[Start Supplied material]

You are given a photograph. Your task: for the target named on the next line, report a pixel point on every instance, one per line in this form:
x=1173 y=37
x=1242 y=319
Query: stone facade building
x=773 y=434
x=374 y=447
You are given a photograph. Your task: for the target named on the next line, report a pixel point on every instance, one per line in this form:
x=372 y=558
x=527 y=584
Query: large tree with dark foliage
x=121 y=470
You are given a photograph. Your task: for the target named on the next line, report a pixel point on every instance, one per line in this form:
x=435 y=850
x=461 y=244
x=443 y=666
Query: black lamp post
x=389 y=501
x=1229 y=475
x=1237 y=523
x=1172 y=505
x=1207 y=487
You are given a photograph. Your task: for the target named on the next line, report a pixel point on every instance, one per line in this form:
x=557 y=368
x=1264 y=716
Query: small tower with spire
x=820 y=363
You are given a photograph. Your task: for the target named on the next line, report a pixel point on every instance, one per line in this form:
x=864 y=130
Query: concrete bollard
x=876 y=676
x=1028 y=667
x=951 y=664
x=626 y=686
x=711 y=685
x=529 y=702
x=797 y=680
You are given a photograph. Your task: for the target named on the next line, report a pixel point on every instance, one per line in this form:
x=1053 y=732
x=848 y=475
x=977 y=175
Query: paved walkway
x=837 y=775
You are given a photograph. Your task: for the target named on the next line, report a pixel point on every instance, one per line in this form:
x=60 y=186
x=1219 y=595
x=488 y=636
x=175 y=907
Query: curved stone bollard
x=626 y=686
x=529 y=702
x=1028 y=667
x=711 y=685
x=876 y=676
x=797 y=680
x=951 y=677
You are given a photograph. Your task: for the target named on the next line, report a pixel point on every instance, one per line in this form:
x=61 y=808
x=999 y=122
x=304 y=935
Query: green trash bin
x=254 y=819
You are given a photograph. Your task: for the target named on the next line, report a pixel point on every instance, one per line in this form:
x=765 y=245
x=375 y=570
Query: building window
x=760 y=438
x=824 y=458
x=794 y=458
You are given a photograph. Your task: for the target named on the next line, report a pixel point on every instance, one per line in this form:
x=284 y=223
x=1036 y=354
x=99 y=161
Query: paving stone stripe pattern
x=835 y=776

[End Supplied material]
[Start Supplied material]

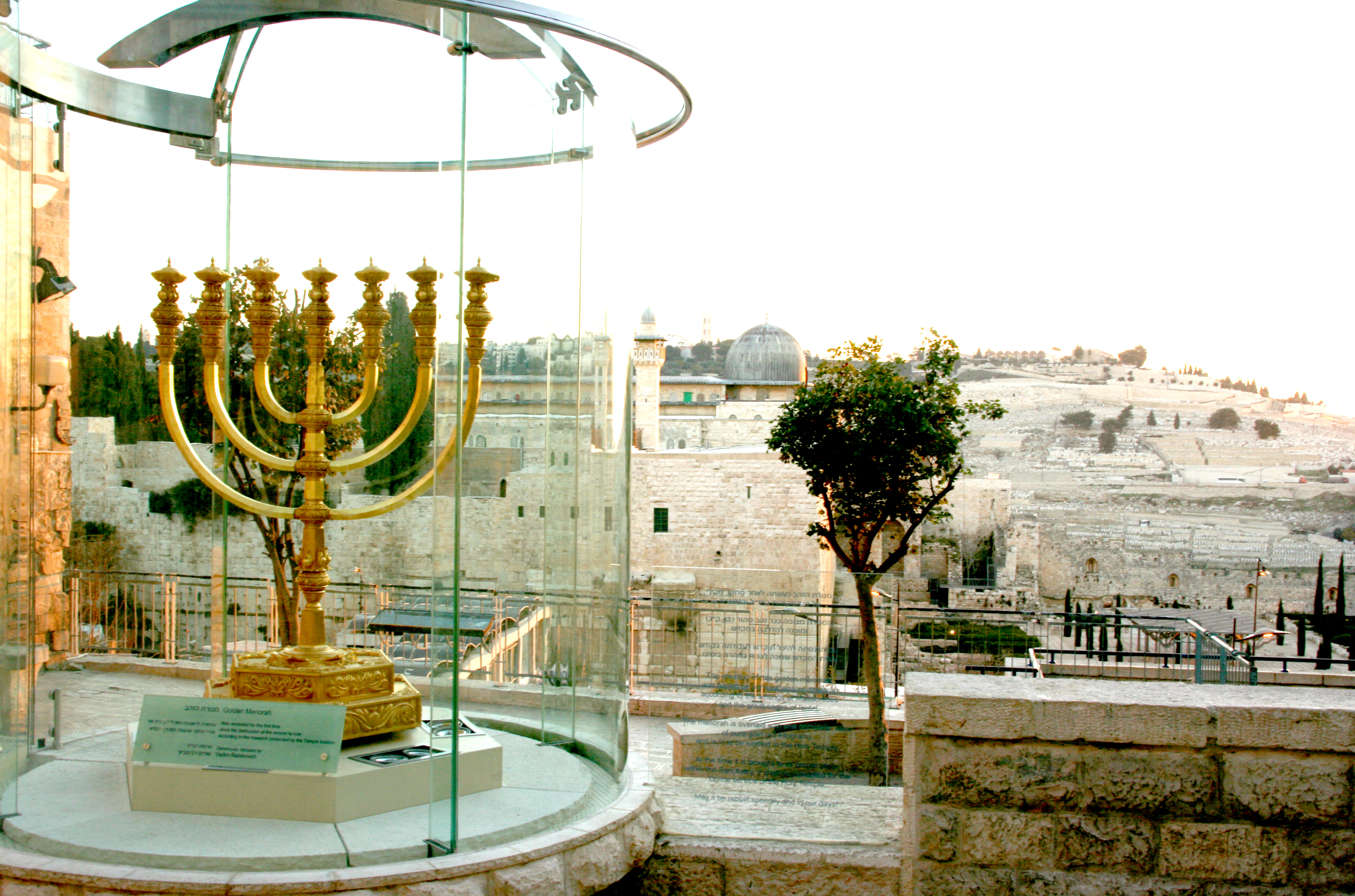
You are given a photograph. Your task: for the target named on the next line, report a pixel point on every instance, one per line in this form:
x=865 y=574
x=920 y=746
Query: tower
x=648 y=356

[End Supplied material]

List every line in the data entries that contains the string "bollard", treating uppercase and lowercase as different.

## Answer to this task
Query: concrete bollard
Query: curved stone bollard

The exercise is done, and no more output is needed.